• [Task to complete]
Everything from the line holding "Wildlife-tally request: put a marker on the ponytail" to the end of the listing below should be copied exactly, line for line, minus the pictures.

• [Records shown]
════════════════════

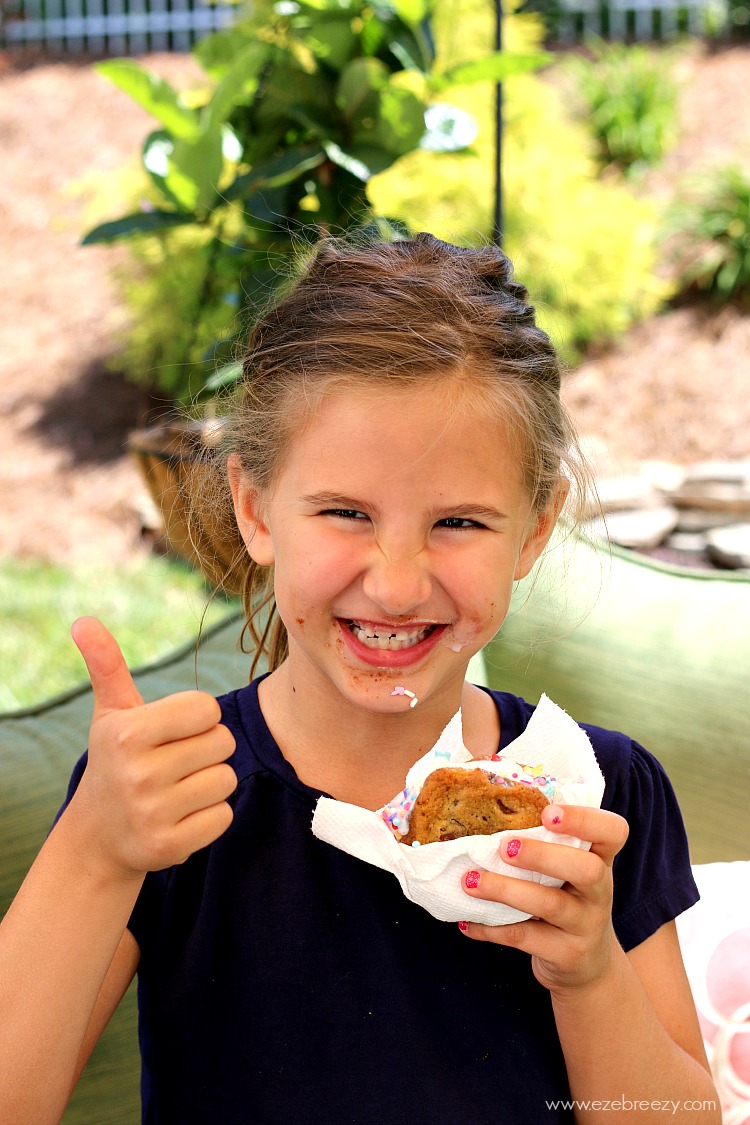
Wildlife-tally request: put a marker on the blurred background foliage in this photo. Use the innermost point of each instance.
(585, 245)
(599, 251)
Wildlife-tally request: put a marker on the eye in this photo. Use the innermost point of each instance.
(344, 513)
(459, 523)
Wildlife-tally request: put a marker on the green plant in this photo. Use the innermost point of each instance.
(630, 102)
(584, 246)
(707, 234)
(305, 101)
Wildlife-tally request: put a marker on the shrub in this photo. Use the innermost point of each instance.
(586, 249)
(629, 97)
(304, 101)
(707, 234)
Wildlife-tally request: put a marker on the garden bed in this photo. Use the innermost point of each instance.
(675, 388)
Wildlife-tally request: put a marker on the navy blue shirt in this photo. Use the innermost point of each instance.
(285, 982)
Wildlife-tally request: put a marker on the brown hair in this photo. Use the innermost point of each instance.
(396, 314)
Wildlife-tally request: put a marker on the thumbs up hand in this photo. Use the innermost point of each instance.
(156, 782)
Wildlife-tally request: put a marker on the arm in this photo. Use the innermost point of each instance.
(626, 1024)
(154, 791)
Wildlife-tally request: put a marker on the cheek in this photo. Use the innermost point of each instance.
(313, 575)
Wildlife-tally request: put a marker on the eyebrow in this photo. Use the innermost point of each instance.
(461, 511)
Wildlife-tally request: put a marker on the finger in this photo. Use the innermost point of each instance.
(584, 871)
(605, 831)
(199, 829)
(204, 790)
(173, 719)
(182, 758)
(114, 689)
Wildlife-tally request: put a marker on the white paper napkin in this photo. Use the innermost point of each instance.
(431, 875)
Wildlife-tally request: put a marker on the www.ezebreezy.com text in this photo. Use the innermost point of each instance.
(633, 1105)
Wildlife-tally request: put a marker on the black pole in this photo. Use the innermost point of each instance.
(497, 223)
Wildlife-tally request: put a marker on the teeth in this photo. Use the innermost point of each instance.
(394, 640)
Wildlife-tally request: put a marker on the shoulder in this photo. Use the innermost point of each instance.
(615, 752)
(241, 713)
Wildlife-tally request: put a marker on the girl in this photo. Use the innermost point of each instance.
(399, 460)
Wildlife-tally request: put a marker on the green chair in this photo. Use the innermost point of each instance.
(38, 748)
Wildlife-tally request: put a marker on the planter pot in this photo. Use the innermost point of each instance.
(175, 459)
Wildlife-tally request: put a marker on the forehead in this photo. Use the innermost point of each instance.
(400, 435)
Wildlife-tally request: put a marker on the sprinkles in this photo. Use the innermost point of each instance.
(405, 691)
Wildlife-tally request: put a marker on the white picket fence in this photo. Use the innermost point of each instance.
(116, 27)
(109, 27)
(641, 19)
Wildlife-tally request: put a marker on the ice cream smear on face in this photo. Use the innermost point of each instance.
(455, 640)
(450, 750)
(405, 691)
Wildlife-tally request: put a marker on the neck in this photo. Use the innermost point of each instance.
(362, 756)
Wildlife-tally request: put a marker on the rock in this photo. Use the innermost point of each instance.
(726, 471)
(642, 529)
(730, 547)
(715, 495)
(626, 493)
(697, 519)
(665, 476)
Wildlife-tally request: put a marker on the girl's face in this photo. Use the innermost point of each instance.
(397, 527)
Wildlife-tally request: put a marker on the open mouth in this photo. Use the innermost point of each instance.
(388, 638)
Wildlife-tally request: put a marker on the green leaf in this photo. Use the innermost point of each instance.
(332, 41)
(494, 68)
(359, 80)
(187, 171)
(400, 120)
(276, 172)
(226, 376)
(410, 11)
(238, 83)
(448, 128)
(139, 223)
(152, 93)
(217, 52)
(355, 167)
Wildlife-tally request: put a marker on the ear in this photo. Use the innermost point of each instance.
(542, 527)
(249, 514)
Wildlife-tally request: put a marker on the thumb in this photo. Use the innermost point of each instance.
(114, 689)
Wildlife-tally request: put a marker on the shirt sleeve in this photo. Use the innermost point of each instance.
(652, 876)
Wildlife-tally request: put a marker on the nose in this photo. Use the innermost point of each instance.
(398, 583)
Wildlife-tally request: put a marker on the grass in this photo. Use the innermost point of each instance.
(151, 606)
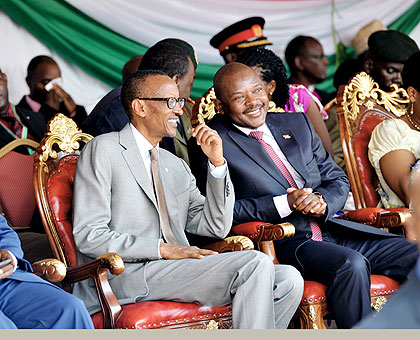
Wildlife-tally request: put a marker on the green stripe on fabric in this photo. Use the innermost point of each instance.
(102, 52)
(75, 36)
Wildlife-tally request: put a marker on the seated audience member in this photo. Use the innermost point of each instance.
(49, 99)
(388, 51)
(15, 122)
(295, 98)
(173, 56)
(27, 301)
(342, 76)
(403, 308)
(281, 173)
(308, 64)
(136, 199)
(397, 141)
(131, 66)
(239, 37)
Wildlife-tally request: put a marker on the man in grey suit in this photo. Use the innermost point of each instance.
(116, 210)
(403, 309)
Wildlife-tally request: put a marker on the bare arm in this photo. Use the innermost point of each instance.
(395, 167)
(320, 127)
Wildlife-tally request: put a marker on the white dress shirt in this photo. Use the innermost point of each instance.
(280, 202)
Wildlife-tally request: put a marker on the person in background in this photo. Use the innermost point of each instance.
(388, 51)
(15, 122)
(46, 93)
(308, 65)
(27, 301)
(238, 37)
(397, 141)
(294, 98)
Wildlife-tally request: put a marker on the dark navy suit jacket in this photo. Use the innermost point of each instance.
(257, 180)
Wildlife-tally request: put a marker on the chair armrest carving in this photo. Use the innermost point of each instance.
(52, 270)
(110, 261)
(260, 232)
(232, 243)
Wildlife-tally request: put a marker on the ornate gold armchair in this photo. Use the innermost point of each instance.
(361, 105)
(54, 168)
(313, 307)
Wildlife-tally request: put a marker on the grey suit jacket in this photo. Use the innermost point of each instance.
(115, 210)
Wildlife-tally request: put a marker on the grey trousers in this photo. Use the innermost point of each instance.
(263, 295)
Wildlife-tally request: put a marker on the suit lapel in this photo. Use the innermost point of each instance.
(257, 154)
(134, 161)
(289, 146)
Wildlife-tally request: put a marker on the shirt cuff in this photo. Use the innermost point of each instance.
(14, 260)
(282, 205)
(218, 171)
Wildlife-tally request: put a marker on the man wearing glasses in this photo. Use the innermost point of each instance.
(136, 199)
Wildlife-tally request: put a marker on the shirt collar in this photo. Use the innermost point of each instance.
(143, 144)
(35, 106)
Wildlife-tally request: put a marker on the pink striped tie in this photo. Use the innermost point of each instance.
(258, 135)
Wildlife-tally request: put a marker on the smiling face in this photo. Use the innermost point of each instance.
(4, 93)
(244, 97)
(153, 118)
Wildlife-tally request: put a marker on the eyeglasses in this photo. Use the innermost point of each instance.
(170, 102)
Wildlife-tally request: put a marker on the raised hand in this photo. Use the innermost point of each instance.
(210, 143)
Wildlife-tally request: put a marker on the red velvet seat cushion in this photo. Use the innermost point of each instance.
(380, 285)
(156, 314)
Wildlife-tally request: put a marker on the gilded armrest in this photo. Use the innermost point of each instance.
(263, 235)
(232, 243)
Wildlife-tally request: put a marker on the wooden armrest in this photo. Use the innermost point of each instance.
(260, 232)
(232, 243)
(110, 261)
(52, 270)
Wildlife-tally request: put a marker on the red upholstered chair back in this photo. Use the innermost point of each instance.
(54, 170)
(361, 105)
(17, 197)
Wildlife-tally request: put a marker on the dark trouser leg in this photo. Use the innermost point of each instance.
(345, 272)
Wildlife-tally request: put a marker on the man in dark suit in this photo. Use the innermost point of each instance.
(258, 148)
(15, 122)
(27, 301)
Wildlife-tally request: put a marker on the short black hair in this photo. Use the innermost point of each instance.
(166, 57)
(38, 60)
(132, 87)
(411, 72)
(295, 47)
(272, 69)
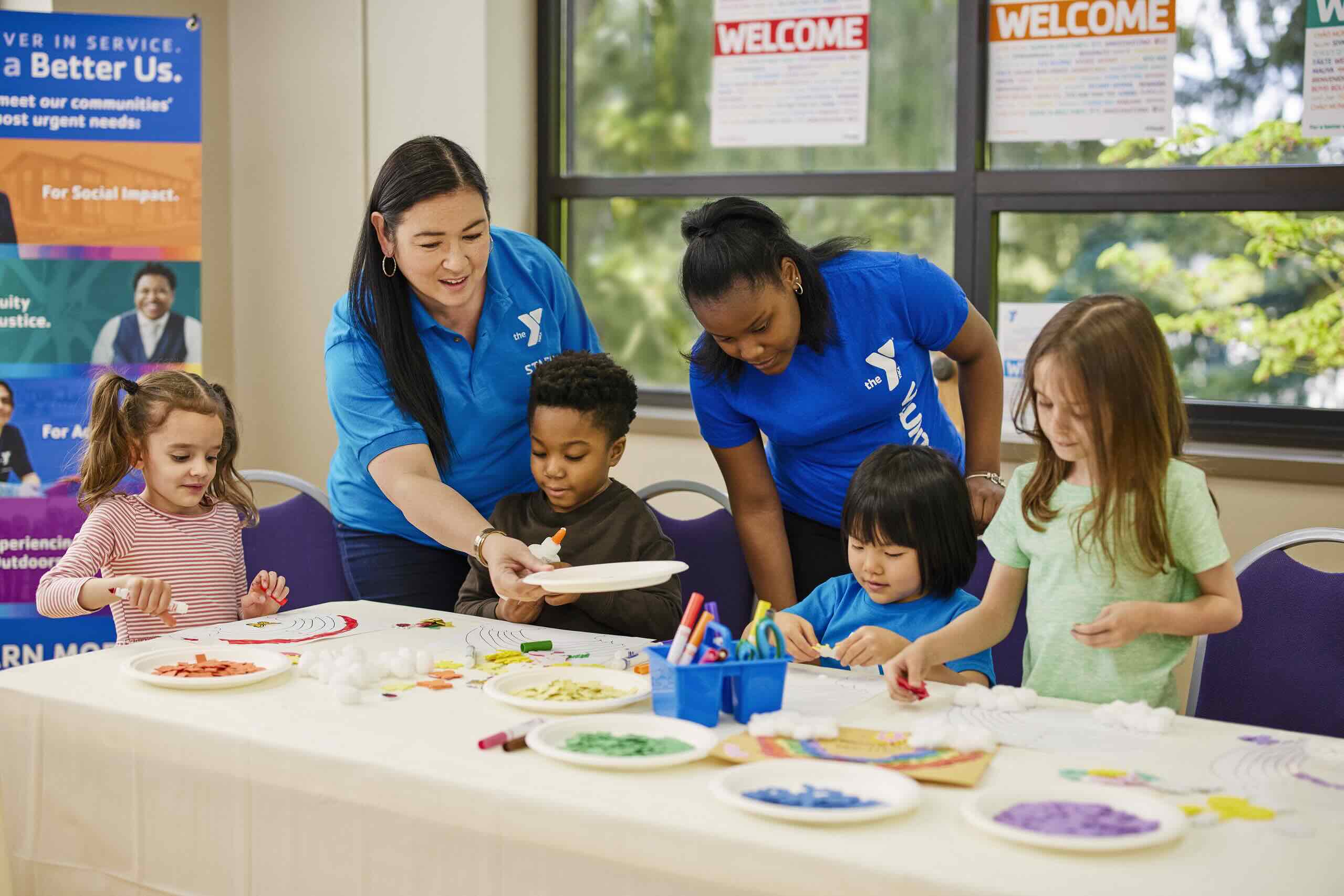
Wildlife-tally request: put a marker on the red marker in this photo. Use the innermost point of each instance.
(696, 637)
(683, 632)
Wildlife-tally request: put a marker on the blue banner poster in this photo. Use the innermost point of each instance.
(100, 268)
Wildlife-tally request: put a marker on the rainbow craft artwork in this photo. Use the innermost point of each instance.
(883, 748)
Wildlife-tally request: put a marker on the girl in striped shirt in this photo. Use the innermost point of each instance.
(178, 540)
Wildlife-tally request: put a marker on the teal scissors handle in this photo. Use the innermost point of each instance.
(763, 649)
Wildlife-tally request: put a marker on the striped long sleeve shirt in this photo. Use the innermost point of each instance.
(201, 557)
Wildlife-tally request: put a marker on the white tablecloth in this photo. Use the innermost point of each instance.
(112, 786)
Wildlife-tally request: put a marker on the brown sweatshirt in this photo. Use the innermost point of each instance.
(614, 527)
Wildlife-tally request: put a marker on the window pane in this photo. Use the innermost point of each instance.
(624, 256)
(641, 86)
(1238, 70)
(1234, 288)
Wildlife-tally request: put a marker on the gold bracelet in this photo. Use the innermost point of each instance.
(480, 543)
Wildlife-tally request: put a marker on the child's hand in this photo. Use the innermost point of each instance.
(1114, 627)
(910, 664)
(520, 612)
(561, 600)
(799, 636)
(266, 586)
(151, 597)
(870, 647)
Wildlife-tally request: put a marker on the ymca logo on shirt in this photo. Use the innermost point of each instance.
(885, 359)
(533, 321)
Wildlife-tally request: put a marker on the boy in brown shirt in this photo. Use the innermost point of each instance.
(580, 411)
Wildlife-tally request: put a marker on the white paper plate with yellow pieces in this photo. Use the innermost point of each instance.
(607, 577)
(569, 690)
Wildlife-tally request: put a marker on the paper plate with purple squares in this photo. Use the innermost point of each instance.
(601, 578)
(1076, 818)
(816, 791)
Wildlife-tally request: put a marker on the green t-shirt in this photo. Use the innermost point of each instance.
(1070, 586)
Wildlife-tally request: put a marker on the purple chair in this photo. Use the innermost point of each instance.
(710, 547)
(297, 539)
(1283, 665)
(1007, 653)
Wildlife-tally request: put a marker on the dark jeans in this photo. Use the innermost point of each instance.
(391, 570)
(819, 553)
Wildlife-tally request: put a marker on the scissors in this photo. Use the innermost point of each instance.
(763, 649)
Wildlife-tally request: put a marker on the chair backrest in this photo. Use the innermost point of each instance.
(710, 547)
(297, 539)
(1007, 653)
(1283, 665)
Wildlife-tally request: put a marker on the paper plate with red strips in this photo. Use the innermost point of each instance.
(212, 668)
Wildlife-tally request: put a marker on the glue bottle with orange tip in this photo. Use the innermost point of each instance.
(549, 551)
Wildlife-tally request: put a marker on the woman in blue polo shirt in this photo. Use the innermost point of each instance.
(429, 359)
(824, 352)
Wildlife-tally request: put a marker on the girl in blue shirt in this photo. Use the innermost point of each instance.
(912, 545)
(824, 352)
(429, 362)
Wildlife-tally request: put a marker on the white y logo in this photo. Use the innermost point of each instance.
(885, 359)
(533, 320)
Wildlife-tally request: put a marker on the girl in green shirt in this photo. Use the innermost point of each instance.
(1119, 535)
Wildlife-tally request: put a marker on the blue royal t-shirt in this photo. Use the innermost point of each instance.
(839, 608)
(828, 411)
(532, 314)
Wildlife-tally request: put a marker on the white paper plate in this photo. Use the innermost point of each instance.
(503, 687)
(607, 577)
(549, 741)
(893, 790)
(141, 668)
(980, 810)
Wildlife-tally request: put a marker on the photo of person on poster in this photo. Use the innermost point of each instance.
(14, 453)
(152, 334)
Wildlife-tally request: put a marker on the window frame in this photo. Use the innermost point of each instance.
(979, 196)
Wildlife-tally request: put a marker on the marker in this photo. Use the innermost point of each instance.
(763, 608)
(508, 734)
(549, 551)
(694, 644)
(175, 606)
(683, 632)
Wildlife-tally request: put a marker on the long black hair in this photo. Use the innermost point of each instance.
(914, 496)
(419, 170)
(738, 238)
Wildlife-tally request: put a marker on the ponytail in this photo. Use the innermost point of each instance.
(739, 239)
(109, 446)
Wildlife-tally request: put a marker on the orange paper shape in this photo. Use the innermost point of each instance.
(882, 748)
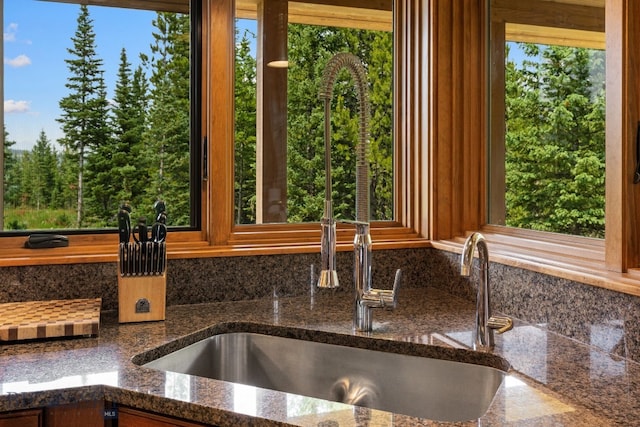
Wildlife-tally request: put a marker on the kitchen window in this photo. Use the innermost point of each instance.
(279, 158)
(219, 235)
(547, 119)
(461, 137)
(88, 93)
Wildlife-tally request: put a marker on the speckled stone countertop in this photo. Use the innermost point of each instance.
(553, 381)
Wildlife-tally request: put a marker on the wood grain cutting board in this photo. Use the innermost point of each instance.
(48, 319)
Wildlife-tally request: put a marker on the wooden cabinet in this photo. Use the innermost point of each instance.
(28, 418)
(89, 414)
(129, 417)
(84, 414)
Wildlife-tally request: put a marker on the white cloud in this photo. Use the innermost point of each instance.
(10, 34)
(12, 106)
(18, 61)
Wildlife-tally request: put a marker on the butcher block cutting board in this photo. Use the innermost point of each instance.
(49, 319)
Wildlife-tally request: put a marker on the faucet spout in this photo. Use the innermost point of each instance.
(366, 297)
(485, 322)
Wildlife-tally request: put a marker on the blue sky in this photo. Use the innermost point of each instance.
(36, 36)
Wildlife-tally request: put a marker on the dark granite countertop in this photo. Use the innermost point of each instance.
(553, 380)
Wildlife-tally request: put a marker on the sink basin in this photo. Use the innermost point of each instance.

════════════════════

• [Solution for this exercise]
Wildlife-tally request: put a marker on the ponytail in this photo. Use the innermost point of each instance.
(739, 239)
(109, 446)
Wildlife-tally request: put a marker on the orange paper shape in this photo. Use the innermost point of each instance.
(882, 748)
Wildlife-tally request: put a marker on the kitchen window in this photo. Use the innermost point of each instance.
(279, 158)
(219, 235)
(547, 119)
(461, 137)
(88, 93)
Wildlife-tally request: put a marker on the speckled stone countertop in this photo. Use the innermost point of each instance.
(553, 381)
Wildlife-tally request: put a marker on the wood grain cutting board in this photo. Use the innermost point of each instance.
(48, 319)
Wildlife-tally request: put a marker on the wooden cabinet in this photo. Use the innermost point of each instance.
(28, 418)
(89, 414)
(129, 417)
(84, 414)
Wildlife-tally request: put a marker on the white cloud in this photo. Use the innermost point of each instance.
(10, 34)
(12, 106)
(18, 61)
Wildlife-tally request: put a marker on the butcher block cutting board in this photo. Use the innermost point of each instance.
(49, 319)
Wildlife-tally request: put a marker on the faucet spout in this photo. Use the innermost point of each instance.
(366, 297)
(485, 322)
Wildlife-tally request: put a marker on the blue sky in this photo. Use the innermost point of each instance.
(36, 36)
Wildlife-tally request: put a marker on the dark granite countertop in this photo. Use the innermost point of each instance.
(553, 380)
Wildlife-tally request: put a marker on the sink basin in this photo. Use the innermost point of each instance.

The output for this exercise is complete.